--- EXCERPTED PASSAGE ---

Professional ratings
Review scores
| Source | Rating |
| AllMusic | Star |
| Entertainment Weekly | B− |
| NME | 2/10 |
| Pitchfork | 6.8/10 |

==Promotion and reception==
To promote the album, Paul McCartney held an 80-minute webcast on 17 December 1998. During the show, McCartney answered questions submitted by fans about Linda and the recording of the album, played promo videos and cooked mashed potatoes.
The album reached number 127 in the UK charts with two singles released in support. The title track made the top 75, at number 74, while "The Light Comes from Within" charted at number 56.

==Track listing==

| No. | Title | Writer(s) | Recording Information | Length |
|---|---|---|---|---|
| 1. | "Wide Prairie" |  | Recorded by Wings on 20 November 1973 in Paris, and in July 1974 in Nashville, Tennessee. | 4:33 |
| 2. | "New Orleans" |  | Recorded in New Orleans February 1975 during Wings sessions for their album Venus and Mars, with further recording taking place on 24 May 1979. | 3:13 |
| 3. | "The White Coated Man" | Linda McCartney, Paul McCartney, Carla Lane | Recorded on 21 March 1988 and on 18 July 1989, a song critical of the practice of vivisection. | 2:13 |
| 4. | "Love's Full Glory" |  | Recorded on 16 July and October 1980 | 3:46 |
| 5. | "I Got Up" | L. McCartney, P. McCartney | Recorded on 11 November 1973 and 20 March and 9 July 1998. | 3:19 |
| 6. | "The Light Comes from Within" | L. McCartney, P. McCartney | Recorded on 18 March 1998 in Paul's Hog Hill Studio with Paul and son James McCartney, this turned out to be Linda's final recording session before her death. | 2:57 |
| 7. | "Mister Sandman" | Pat Ballard | Recorded in Jamaica at The Black Ark studio, on 20 June 1977 and in Scotland in August of the same year. | 2:50 |
| 8. | "Seaside Woman" |  | Recorded by Wings on 27 November 1972. Released as a single on 31 May 1977. Included in a short film by Oscar Grillo that won the Palme d'Or award at the Cannes Film Festival. The first song Linda ever wrote, according to Paul. | 3:54 |
| 9. | "Oriental Nightfish" |  | Recorded by Wings on 4 October 1973 during sessions for Band on the Run. Included in a short film titled Oriental Nightfish by Linda McCartney and Ian Emes. | 2:49 |
| 10. | "Endless Days" | L. McCartney, Mick Bolton | Recorded on 21 October 1987. | 3:11 |
| 11. | "Poison Ivy" | Jerry Leiber and Mike Stoller | Recorded on 21 October 1987. | 2:54 |
| 12. | "Cow" | L. McCartney, P. McCartney, Lane | Recorded on 24 July 1988. | 4:24 |
| 13. | "B-side to Seaside" | L. McCartney, P. McCartney | Recorded on 16 March 1977 specifically as the B-side for the single "Seaside Woman". | 2:38 |
| 14. | "Sugartime" | Charlie Phillips, Odis Echols | Recorded in Jamaica at The Black Ark studio, on 20 June 1977 and on 7 July 1998 in England. | 2:06 |
| 15. | "Cook of the House" | L. McCartney, P. McCartney | Originally released in 1976 on the Wings album Wings at the Speed of Sound and also as the B-side to "Silly Love Songs". | 2:37 |
| 16. | "Appaloosa" | L. McCartney, P. McCartney | Recorded on 7 March 1998 in Paul's Hog Hill Studio, inspired by the history of the Nez Perce tribe and their Appaloosa horses. | 4:44 |

==Personnel==
- Linda McCartney – lead, backing and harmony vocals, piano, electric piano, keyboards, mellotron, synthesizer
- Paul McCartney – backing and harmony vocals, speaking voice, bass, double bass, electric and acoustic guitars, banjo, piano, electric piano, clavinet, electronic organ, organ, mellotron, synthesizer, string synthesizer, drums, drum machine, congas, engineer, cover design
- James McCartney – electric and acoustic guitar (on "The Light Comes from Within")

--- SUPPLIED INFORMATION ---

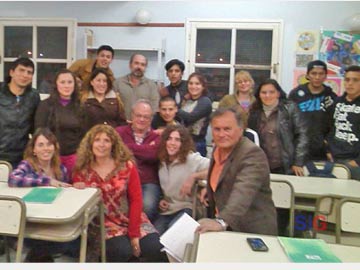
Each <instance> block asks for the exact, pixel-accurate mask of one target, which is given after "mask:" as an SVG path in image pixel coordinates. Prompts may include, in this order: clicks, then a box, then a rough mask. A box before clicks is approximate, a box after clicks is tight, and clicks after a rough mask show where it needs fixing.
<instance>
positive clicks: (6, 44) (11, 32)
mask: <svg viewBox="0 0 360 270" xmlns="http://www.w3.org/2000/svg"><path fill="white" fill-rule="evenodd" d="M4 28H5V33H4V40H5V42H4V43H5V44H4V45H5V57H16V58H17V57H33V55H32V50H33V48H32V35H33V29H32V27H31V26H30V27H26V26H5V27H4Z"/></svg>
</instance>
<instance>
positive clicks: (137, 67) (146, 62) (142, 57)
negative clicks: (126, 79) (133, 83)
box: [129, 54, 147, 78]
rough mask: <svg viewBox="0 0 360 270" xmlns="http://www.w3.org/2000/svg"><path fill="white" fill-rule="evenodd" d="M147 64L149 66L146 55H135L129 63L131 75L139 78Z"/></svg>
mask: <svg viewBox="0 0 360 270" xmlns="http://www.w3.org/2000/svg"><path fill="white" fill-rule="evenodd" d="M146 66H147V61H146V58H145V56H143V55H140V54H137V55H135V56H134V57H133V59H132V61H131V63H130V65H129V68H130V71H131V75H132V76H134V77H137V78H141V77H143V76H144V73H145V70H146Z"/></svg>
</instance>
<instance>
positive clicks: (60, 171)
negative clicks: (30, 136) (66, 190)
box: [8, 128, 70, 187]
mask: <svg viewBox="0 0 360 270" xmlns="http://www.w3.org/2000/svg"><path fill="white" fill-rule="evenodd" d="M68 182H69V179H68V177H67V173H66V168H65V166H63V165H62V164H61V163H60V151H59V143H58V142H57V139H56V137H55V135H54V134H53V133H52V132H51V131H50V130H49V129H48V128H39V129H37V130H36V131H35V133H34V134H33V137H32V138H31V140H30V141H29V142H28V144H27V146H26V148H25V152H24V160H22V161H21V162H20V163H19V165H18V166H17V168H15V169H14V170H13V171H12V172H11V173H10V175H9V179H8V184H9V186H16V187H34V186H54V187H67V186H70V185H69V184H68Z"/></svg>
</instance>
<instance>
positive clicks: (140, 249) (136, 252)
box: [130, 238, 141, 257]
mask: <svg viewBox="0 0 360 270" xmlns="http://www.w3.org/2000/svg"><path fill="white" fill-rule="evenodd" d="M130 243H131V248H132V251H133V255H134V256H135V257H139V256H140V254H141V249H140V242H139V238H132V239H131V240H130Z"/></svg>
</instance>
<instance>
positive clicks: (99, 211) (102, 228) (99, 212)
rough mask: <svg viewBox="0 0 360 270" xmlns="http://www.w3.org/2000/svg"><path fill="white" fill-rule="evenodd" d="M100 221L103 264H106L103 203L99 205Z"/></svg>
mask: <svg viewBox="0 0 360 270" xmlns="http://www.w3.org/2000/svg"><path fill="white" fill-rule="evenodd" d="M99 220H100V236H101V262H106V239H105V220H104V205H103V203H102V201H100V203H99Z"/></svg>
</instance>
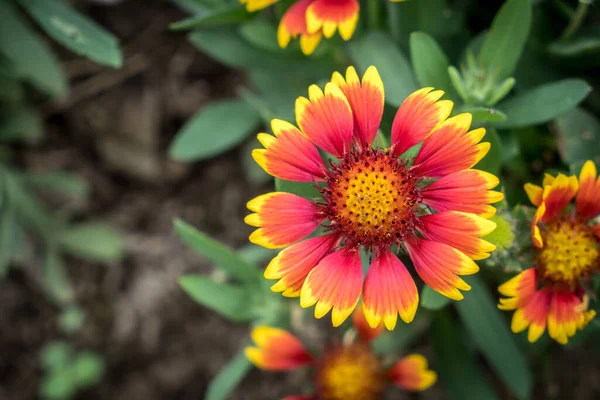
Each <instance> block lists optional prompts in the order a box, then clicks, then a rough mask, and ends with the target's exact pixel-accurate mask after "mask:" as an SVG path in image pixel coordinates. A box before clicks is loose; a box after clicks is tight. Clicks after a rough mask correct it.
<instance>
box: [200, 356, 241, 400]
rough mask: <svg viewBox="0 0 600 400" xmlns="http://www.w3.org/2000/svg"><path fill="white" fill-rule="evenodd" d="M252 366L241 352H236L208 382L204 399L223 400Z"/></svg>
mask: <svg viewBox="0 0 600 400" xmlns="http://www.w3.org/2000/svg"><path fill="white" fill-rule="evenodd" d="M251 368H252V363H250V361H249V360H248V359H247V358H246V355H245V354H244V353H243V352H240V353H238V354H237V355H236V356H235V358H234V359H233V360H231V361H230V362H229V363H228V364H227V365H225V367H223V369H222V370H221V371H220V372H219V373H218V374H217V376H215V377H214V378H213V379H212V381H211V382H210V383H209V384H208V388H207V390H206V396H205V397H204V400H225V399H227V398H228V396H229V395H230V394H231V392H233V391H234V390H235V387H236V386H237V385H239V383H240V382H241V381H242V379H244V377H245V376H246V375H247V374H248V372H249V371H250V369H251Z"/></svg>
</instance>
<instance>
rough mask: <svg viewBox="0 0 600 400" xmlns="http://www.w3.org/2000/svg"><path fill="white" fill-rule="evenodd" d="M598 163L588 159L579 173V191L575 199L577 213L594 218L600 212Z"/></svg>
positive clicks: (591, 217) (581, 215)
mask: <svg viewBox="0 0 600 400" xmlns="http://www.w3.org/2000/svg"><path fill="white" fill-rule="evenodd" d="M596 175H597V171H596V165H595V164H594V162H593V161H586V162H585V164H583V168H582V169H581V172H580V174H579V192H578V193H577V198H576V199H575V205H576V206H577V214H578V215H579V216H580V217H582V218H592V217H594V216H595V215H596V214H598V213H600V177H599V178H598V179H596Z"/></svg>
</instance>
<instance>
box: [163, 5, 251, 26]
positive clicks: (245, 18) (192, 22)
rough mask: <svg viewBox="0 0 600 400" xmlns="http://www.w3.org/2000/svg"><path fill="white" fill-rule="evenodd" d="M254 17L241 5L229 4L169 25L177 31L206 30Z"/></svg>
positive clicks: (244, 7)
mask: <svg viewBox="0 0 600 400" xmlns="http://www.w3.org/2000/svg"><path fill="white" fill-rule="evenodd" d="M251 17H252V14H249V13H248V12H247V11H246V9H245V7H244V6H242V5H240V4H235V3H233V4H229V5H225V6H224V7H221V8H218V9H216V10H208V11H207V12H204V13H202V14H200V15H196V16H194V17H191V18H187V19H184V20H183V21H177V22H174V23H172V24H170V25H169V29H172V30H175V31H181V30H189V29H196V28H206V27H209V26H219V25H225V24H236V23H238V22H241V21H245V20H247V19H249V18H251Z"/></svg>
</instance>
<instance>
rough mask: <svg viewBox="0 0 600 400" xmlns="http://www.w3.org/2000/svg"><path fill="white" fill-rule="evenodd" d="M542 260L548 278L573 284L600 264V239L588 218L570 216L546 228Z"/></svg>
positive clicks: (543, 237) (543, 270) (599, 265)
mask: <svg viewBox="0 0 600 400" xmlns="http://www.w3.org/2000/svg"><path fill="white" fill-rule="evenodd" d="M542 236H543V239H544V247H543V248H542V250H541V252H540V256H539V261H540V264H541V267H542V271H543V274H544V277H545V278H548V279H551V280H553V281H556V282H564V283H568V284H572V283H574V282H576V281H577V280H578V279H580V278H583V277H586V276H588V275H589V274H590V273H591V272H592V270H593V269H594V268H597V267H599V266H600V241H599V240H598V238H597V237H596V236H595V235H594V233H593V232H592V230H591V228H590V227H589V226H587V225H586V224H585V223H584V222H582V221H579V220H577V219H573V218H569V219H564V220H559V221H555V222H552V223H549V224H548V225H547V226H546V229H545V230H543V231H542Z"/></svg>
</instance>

---

▶ [WORK ITEM]:
In the album excerpt, what date is given for Paul McCartney's promotional webcast?

▶ [TASK RESPONSE]:
17 December 1998